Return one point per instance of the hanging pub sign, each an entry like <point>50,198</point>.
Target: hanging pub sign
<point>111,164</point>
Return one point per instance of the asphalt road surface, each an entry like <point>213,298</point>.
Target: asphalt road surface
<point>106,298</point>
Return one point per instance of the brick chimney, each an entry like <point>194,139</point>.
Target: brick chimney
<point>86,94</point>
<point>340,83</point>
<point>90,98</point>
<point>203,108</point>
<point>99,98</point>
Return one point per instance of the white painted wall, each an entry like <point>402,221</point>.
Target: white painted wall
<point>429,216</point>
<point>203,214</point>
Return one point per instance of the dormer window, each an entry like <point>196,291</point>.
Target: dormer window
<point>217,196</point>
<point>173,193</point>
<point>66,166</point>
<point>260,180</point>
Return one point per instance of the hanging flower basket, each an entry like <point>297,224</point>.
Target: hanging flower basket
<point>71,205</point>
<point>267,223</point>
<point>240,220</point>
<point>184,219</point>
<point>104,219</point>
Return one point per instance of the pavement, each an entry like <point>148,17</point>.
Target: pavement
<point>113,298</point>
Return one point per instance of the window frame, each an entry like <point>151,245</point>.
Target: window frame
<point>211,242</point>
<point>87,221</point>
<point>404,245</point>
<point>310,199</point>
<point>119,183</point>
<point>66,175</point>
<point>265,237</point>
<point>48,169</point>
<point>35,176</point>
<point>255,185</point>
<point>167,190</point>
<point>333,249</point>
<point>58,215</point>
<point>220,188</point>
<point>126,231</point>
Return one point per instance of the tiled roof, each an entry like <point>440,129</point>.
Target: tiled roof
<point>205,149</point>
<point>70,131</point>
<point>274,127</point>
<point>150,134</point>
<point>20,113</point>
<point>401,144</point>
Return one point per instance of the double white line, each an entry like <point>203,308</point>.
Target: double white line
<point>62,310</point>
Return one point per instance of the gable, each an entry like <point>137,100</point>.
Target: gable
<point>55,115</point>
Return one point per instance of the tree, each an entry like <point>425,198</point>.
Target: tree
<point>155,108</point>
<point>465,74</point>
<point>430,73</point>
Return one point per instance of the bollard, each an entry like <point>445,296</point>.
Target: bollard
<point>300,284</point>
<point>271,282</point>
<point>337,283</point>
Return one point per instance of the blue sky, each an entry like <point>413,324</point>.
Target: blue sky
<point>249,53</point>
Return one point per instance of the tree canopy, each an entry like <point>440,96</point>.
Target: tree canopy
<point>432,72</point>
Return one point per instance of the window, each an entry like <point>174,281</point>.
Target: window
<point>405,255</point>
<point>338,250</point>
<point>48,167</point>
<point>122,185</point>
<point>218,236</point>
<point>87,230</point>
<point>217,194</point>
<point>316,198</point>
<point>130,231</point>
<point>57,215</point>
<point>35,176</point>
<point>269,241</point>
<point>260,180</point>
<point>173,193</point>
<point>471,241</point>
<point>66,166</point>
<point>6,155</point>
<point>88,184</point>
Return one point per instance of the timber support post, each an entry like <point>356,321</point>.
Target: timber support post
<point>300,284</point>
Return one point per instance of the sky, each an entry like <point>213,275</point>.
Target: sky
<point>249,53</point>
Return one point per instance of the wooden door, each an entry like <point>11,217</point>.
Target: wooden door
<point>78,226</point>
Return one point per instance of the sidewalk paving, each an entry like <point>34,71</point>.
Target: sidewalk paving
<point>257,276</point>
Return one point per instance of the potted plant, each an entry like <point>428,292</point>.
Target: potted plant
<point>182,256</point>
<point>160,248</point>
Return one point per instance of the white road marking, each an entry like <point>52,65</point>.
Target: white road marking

******

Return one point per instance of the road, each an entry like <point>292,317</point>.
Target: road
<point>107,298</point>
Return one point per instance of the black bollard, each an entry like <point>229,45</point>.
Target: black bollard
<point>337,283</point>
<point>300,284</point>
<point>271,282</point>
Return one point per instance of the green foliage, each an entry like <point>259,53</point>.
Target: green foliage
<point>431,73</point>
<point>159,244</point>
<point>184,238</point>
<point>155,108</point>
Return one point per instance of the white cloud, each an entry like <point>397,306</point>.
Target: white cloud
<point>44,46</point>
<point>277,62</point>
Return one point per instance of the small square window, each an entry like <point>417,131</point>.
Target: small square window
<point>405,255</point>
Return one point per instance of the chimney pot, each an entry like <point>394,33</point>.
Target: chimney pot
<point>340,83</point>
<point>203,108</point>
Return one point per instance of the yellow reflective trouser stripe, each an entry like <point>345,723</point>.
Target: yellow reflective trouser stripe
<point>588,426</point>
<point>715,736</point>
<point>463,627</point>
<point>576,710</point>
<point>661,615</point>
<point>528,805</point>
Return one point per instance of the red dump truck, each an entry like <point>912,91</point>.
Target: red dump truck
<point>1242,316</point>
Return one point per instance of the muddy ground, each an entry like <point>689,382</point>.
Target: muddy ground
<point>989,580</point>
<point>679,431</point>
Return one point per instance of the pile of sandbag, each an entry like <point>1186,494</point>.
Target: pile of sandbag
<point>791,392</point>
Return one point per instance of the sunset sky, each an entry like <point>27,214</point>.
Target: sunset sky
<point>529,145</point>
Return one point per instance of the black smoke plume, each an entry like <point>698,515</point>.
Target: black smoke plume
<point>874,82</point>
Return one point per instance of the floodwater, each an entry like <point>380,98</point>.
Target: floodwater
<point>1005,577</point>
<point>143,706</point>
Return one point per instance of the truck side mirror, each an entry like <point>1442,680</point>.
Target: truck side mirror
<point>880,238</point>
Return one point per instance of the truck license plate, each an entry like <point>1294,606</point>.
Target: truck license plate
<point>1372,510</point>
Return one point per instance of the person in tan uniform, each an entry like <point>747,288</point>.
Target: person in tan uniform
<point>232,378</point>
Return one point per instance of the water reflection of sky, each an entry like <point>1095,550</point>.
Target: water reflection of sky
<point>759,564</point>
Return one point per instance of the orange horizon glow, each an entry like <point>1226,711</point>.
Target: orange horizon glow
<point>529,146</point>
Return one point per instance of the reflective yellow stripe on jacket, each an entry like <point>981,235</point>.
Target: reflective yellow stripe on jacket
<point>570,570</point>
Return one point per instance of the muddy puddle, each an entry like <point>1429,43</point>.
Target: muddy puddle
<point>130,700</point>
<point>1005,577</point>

******

◆ WORK ITEM:
Of the lines above, retype only those from the line containing "Return one point per instance of the hanging pub" through the line containing "Return one point per instance of the brick", including both, exactly.

◆ ANSWER TO THIS TASK:
Return one point per instance of the hanging pub sign, each an entry like <point>50,198</point>.
Target: hanging pub sign
<point>111,164</point>
Return one point per instance of the asphalt road surface, each an entry like <point>213,298</point>.
Target: asphalt road surface
<point>106,298</point>
Return one point per instance of the brick chimney, each an entry like <point>194,139</point>.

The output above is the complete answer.